**CHALLENGE:** Reproduce word for word every line below, from the line containing "of the riverbank" through the final line, leaving out the pictures.

** BEGIN SUPPLIED MATERIAL **

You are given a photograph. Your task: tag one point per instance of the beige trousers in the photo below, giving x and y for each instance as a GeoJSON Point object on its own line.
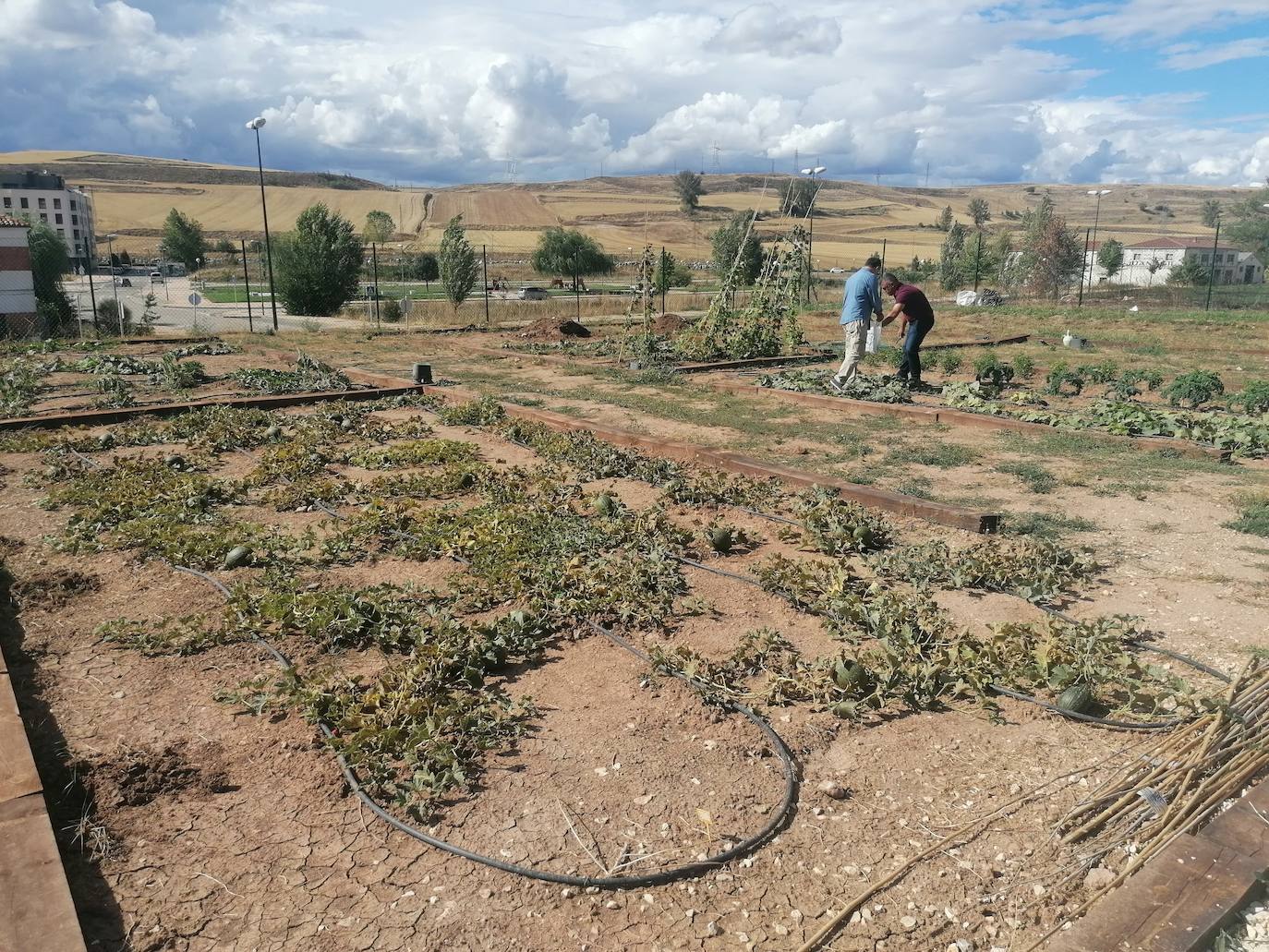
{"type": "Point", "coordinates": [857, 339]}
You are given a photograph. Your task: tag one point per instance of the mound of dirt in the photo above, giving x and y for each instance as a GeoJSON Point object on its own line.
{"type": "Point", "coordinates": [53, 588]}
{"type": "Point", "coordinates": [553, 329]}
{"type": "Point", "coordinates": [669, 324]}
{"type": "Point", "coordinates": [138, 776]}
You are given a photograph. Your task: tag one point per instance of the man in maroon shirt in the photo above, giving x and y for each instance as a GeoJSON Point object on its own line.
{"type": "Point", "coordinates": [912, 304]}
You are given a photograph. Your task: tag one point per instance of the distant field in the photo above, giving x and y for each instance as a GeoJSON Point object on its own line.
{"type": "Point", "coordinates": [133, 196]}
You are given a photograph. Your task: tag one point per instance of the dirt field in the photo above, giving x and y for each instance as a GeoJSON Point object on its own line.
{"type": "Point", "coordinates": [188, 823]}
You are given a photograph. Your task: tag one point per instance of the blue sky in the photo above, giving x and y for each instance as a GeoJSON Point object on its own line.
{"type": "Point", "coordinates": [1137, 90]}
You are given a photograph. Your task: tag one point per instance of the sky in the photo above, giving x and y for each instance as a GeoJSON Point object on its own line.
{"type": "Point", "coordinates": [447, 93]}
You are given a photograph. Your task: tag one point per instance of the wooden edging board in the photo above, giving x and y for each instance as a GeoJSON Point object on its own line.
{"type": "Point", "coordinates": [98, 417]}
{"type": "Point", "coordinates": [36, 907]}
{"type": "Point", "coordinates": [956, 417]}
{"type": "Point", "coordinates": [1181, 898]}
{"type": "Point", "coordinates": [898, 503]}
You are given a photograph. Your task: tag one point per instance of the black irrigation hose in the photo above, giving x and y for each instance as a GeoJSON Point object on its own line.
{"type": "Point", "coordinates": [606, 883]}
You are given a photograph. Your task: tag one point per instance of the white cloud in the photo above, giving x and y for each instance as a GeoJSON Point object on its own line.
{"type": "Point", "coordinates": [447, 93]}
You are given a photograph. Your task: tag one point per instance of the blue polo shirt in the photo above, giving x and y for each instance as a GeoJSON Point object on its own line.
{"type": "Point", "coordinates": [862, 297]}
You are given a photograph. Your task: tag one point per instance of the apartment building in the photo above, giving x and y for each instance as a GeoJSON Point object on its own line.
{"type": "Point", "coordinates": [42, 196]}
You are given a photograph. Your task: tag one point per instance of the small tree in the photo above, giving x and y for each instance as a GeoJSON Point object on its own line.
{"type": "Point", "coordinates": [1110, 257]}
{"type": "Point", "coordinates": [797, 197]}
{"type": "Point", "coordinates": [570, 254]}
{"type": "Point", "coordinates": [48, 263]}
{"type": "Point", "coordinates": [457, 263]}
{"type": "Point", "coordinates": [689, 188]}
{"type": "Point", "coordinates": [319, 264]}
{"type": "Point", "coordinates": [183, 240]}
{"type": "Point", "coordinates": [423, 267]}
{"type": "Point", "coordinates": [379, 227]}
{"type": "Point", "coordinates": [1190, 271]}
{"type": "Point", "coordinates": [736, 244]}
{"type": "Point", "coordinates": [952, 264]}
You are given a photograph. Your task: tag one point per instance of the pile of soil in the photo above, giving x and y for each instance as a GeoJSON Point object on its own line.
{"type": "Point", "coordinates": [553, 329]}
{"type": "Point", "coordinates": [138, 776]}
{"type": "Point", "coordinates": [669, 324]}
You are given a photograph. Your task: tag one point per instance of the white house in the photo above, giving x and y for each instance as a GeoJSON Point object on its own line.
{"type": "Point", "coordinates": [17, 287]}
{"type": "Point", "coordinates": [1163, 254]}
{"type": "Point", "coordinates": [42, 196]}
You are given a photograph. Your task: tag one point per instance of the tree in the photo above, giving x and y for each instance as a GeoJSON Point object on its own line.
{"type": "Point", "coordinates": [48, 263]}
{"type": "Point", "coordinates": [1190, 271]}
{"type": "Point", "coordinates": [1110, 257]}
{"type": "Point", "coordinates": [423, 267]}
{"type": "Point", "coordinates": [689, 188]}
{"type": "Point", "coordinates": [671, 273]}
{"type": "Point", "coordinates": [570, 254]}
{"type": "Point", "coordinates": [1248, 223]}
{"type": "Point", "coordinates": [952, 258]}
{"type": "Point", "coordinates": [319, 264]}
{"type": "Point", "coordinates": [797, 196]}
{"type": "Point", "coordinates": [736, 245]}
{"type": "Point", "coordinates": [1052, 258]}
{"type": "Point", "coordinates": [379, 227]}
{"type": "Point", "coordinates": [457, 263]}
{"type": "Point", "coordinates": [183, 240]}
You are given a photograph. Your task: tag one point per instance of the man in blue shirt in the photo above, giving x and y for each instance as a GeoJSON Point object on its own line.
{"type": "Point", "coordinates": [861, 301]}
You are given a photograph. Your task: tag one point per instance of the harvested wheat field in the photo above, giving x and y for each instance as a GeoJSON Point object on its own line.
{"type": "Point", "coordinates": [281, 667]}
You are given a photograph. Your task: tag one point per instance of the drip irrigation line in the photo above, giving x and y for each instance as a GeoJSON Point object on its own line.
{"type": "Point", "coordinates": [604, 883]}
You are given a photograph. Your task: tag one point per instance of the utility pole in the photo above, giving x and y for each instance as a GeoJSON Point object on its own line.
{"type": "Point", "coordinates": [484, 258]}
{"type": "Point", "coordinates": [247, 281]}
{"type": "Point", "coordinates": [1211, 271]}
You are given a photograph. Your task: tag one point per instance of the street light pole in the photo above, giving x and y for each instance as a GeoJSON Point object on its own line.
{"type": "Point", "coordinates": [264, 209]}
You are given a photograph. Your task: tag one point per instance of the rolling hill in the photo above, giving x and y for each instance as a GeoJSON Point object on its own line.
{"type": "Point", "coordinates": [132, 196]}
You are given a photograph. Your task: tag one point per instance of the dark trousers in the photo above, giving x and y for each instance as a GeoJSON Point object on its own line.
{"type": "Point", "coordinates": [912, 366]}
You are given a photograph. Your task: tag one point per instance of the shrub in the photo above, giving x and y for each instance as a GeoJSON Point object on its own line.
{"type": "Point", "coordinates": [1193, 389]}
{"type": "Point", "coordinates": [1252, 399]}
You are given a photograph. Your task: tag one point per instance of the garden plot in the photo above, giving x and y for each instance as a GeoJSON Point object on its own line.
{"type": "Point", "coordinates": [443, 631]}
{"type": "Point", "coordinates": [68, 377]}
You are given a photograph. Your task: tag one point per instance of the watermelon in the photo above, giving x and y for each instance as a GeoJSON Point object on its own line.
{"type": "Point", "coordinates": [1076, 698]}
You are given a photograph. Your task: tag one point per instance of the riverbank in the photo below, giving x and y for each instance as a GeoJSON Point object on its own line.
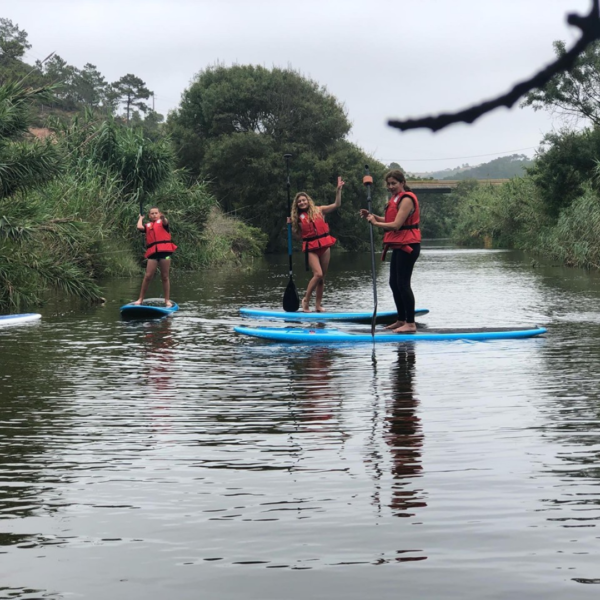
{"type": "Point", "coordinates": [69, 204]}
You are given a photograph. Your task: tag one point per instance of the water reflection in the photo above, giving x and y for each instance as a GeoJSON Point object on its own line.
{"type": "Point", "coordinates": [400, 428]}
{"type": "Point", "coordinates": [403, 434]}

** END SUPPLIED MATERIAL **

**SOLUTION TO THIS EXERCISE:**
You are given a photograph. Your task: tag one point per instance of the riverbank in the photo below, giving x and y for each instance as a GeoJSON Point object on its own line.
{"type": "Point", "coordinates": [69, 204]}
You are given a photograph. Your task: tag one point per instance of the water reflection in the photo above, giving x and y for each instance as a GeoJSON Point object on its own line.
{"type": "Point", "coordinates": [400, 428]}
{"type": "Point", "coordinates": [403, 434]}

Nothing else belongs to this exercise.